> [WHAT YOU ARE ASKED TO DO]
In the commit email below, how would you say "This is an automated email from the ASF dual-hosted git repository." in Spanish?

> [TEXT]
###

You are viewing a plain text version of this content. The canonical link for it is here.
Posted to commits@storm.apache.org by go...@apache.org on 2020/04/24 15:21:16 UTC

[storm] branch master updated: STORM-3259: Fixes reading of NUMA supervisor assignments

This is an automated email from the ASF dual-hosted git repository.

govind pushed a commit to branch master
in repository https://gitbox.apache.org/repos/asf/storm.git


The following commit(s) were added to refs/heads/master by this push:
     new 5daf0cc  STORM-3259: Fixes reading of NUMA supervisor assignments
     new a2905c8  Merge pull request #3257 from govind-menon/STORM-3259-Containers
5daf0cc is described below

commit 5daf0cce0ddbbb7c6ceee38c5cfec9ba3a858517
Author: Govind Menon <go...@gmail.com>
AuthorDate: Thu Apr 23 13:07:20 2020 -0500

    STORM-3259: Fixes reading of NUMA supervisor assignments
---
 .../storm/daemon/supervisor/ReadClusterState.java  |  4 +-
 .../supervisor/timer/SynchronizeAssignments.java   | 57 +++++++++++++++++-----
 2 files changed, 48 insertions(+), 13 deletions(-)

###

> [EXTRACTED DATA]
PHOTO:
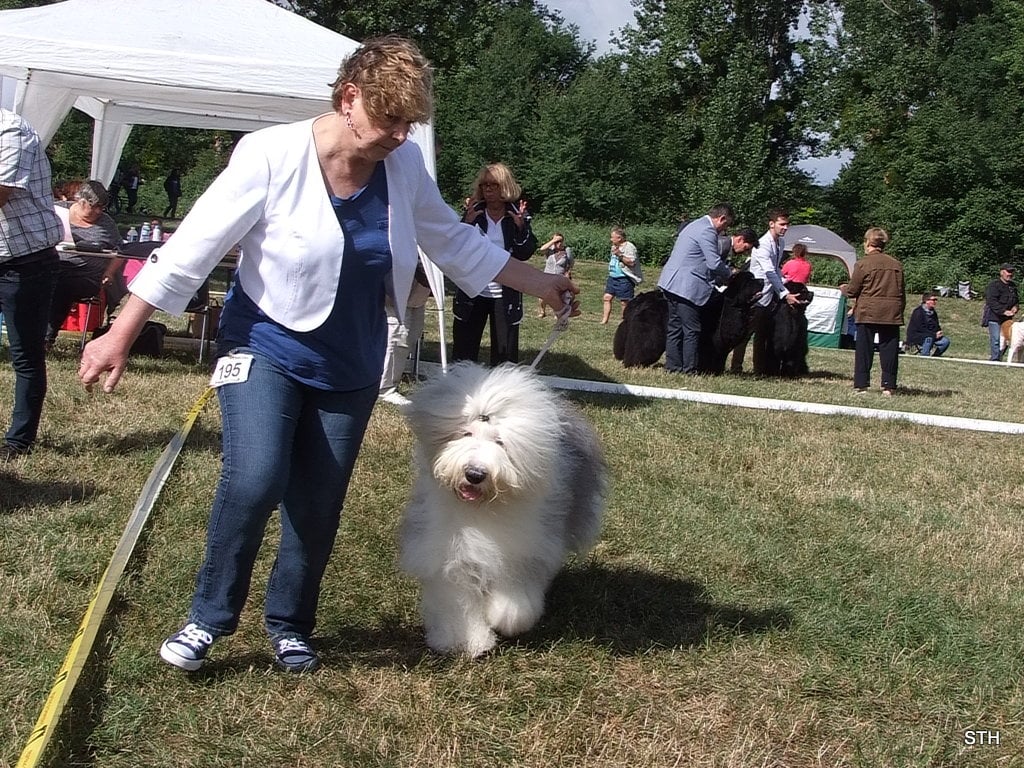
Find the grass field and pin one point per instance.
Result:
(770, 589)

###

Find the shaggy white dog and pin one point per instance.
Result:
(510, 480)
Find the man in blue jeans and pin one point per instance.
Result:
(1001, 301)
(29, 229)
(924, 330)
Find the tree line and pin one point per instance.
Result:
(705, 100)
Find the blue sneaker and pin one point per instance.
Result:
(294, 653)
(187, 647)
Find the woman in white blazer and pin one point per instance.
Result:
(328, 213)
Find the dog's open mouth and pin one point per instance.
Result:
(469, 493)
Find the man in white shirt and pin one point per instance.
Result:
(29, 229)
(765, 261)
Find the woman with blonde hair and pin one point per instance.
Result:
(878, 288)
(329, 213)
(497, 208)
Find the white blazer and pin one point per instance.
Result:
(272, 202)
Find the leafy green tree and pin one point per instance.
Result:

###

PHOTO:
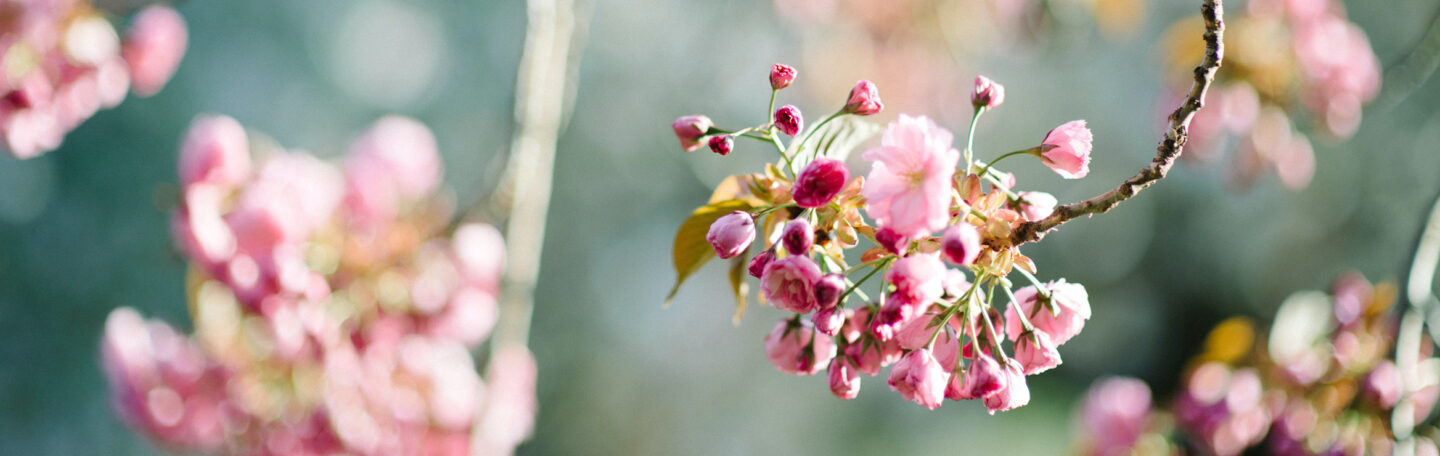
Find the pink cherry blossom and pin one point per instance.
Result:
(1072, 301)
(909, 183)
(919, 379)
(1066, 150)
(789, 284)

###

> [FINAL RESULT]
Este es un correo electrónico automatizado del repositorio git de doble alojamiento de la ASF.